# SUPPLIED MATERIAL start
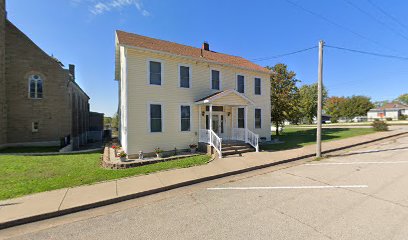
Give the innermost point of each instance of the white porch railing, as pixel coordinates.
(242, 134)
(210, 137)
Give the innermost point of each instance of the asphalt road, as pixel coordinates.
(362, 194)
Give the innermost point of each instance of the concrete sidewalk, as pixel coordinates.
(64, 201)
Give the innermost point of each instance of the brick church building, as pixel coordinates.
(40, 102)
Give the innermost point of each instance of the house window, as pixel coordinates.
(257, 86)
(240, 84)
(258, 118)
(35, 86)
(155, 72)
(184, 77)
(241, 117)
(215, 79)
(34, 126)
(155, 118)
(185, 118)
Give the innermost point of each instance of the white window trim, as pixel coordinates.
(190, 75)
(149, 130)
(161, 72)
(236, 82)
(36, 91)
(191, 117)
(255, 118)
(255, 87)
(219, 70)
(32, 126)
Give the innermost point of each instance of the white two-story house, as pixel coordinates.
(172, 95)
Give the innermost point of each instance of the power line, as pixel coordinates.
(387, 14)
(337, 24)
(369, 53)
(283, 55)
(376, 19)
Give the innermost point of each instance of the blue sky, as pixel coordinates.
(82, 32)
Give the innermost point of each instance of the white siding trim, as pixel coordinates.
(148, 117)
(148, 70)
(190, 75)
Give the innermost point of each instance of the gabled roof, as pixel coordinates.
(134, 40)
(219, 95)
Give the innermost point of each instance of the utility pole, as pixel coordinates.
(319, 101)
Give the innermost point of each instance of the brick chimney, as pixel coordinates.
(206, 46)
(72, 71)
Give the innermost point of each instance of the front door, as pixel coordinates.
(218, 124)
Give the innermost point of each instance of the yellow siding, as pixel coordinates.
(171, 96)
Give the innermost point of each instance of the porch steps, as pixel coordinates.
(235, 148)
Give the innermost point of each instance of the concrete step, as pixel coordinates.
(236, 151)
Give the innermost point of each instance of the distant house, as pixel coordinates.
(40, 102)
(390, 110)
(173, 95)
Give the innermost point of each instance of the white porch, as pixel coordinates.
(224, 117)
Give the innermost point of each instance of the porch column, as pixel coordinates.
(199, 122)
(246, 123)
(210, 122)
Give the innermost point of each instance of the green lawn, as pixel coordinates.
(29, 149)
(22, 175)
(299, 137)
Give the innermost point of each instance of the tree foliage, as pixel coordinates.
(403, 98)
(284, 95)
(348, 108)
(308, 101)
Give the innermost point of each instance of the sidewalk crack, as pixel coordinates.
(63, 198)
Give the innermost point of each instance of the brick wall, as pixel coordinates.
(3, 109)
(53, 111)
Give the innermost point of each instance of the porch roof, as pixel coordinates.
(227, 97)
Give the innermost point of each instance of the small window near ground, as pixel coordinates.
(215, 79)
(35, 87)
(155, 69)
(241, 117)
(258, 118)
(240, 84)
(257, 86)
(34, 126)
(155, 118)
(184, 77)
(185, 118)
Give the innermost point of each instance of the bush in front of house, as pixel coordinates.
(380, 126)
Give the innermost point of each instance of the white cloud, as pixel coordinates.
(98, 7)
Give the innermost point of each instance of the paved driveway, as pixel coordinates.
(360, 195)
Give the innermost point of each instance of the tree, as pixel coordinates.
(308, 101)
(335, 107)
(284, 95)
(403, 98)
(357, 106)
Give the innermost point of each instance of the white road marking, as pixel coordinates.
(288, 187)
(354, 163)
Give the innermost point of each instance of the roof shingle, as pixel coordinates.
(135, 40)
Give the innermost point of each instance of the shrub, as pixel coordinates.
(380, 126)
(403, 117)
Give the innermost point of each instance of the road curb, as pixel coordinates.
# SUPPLIED MATERIAL end
Print each record exactly as it stands, leaving the images out.

Give the innermost point of each instance of the white porch railing, as pixel coordinates.
(242, 134)
(210, 137)
Give the innermost point of each instance of the asphalt road, as pixel coordinates.
(362, 194)
Give the innermost point of each instance of the concrete sidewalk, as pixel coordinates.
(64, 201)
Give the innermost point of each instance of the brick church building, as pixel coordinates.
(40, 102)
Give the innermost point of each instance of the house window, as pixel coordinates.
(257, 86)
(240, 84)
(258, 118)
(35, 86)
(155, 72)
(184, 77)
(241, 117)
(215, 79)
(34, 126)
(155, 118)
(185, 118)
Give the innermost point of each instance of the white window trim, as pixel coordinates.
(190, 75)
(149, 130)
(161, 72)
(236, 82)
(36, 91)
(191, 117)
(255, 118)
(255, 87)
(219, 70)
(32, 126)
Give the innermost point of each instance of the white two-story house, as pixel coordinates.
(172, 95)
Give the innermost point of each instance of the power line, as pixel coordinates.
(387, 14)
(337, 24)
(369, 53)
(283, 55)
(376, 19)
Give the innermost point of each instance of the blue sky, as pixel coordinates.
(82, 32)
Give the innermost point of each instance of the white siding trim, as pixel coordinates.
(148, 117)
(148, 70)
(190, 75)
Give the innermost point of each instance of the gabled roof, as pixel coordinates.
(134, 40)
(219, 95)
Give the innermost point of each instance of the utility pole, as pixel coordinates.
(319, 101)
Give the innermost point of each instance of the brick chimney, as pixel coordinates.
(206, 46)
(72, 71)
Give the innermost point of each instance of the front door, as pixel coordinates.
(218, 124)
Give the innermost point of each instance of the yellow siding, as pixel coordinates.
(171, 96)
Give the innermost point of each instance of the porch steps, as pixel coordinates.
(235, 148)
Give the innermost point of each instance of the concrete step, as pixel coordinates.
(236, 151)
Give the innermost point of each instance of the distant house, as pixel coordinates.
(40, 102)
(390, 110)
(173, 95)
Give the innermost point of each instance of the white porch, as pixel coordinates.
(224, 117)
Give the innermost point of each instance of the porch column, as pixel coordinates.
(199, 122)
(246, 123)
(210, 122)
Give the innermost point of each instance of the green lawn, as pixel coordinates.
(29, 149)
(22, 175)
(299, 137)
Give the innermost point of each instance of the tree foliage, as pixel coordinates.
(403, 98)
(284, 95)
(348, 108)
(308, 101)
Give the innermost point of each instance of the sidewalk crack, as pixel coordinates.
(63, 198)
Give the innermost point of each instance of the brick wall, as pixel coordinates.
(3, 109)
(53, 111)
Give the innermost point of each instance of the porch roof, as pixel coordinates.
(227, 97)
Give the innermost point of each instance of the small window near ground, as pixel coordinates.
(215, 79)
(35, 87)
(155, 69)
(241, 117)
(258, 118)
(240, 84)
(257, 86)
(34, 126)
(155, 118)
(184, 77)
(185, 118)
Give the innermost point of each instance of the bush in front of house, as pixel coordinates.
(380, 126)
Give the innermost point of each instance of the white cloud, as pixel coordinates.
(98, 7)
Give the innermost point of each instance of the paved driveway, as pixel coordinates.
(360, 195)
Give the innermost point of each instance of the tree, as pixel coordinates.
(308, 101)
(335, 107)
(284, 95)
(403, 98)
(357, 106)
Give the innermost point of each instance of the white road marking, as pixel coordinates.
(288, 187)
(354, 163)
Give the innermost point of each instance of the roof shingle, as pixel coordinates.
(135, 40)
Give the innermost point of each instance of the shrub, as pixel coordinates.
(380, 126)
(403, 117)
Give the innermost point of each instance of the road curb, as pixel coordinates.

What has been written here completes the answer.